What is required
Reproduce the following records line for line, omitting the pictures from your answer.

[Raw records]

▶

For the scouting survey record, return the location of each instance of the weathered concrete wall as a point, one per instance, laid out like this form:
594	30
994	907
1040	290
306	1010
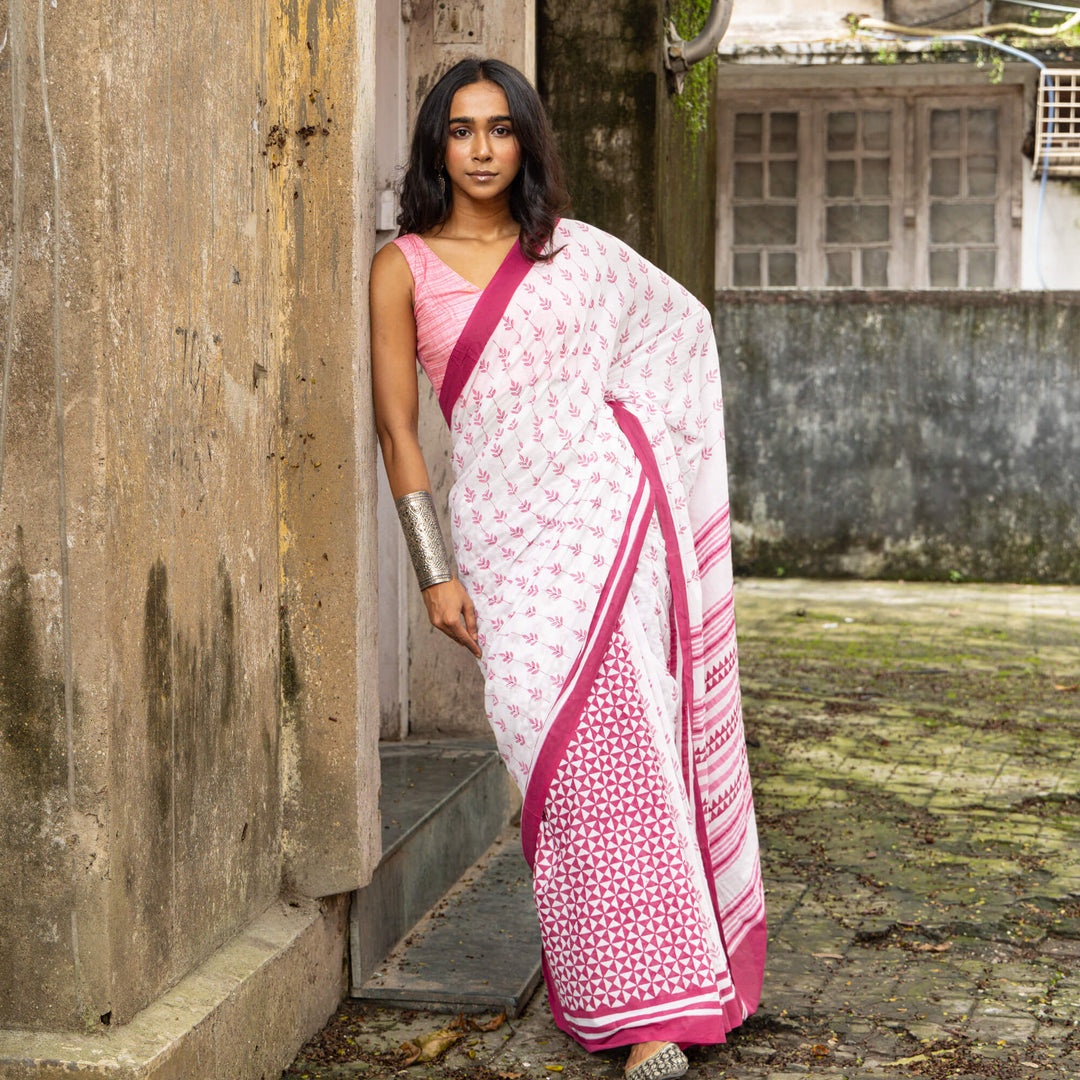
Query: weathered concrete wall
928	435
640	163
187	699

◀

The response
For the scouting survey record, return the location of each instance of the weathered concrete wall as a point, one per instance, laid out like this form:
594	30
994	907
1040	290
306	1010
Query: weathered concrete wall
928	435
640	163
187	699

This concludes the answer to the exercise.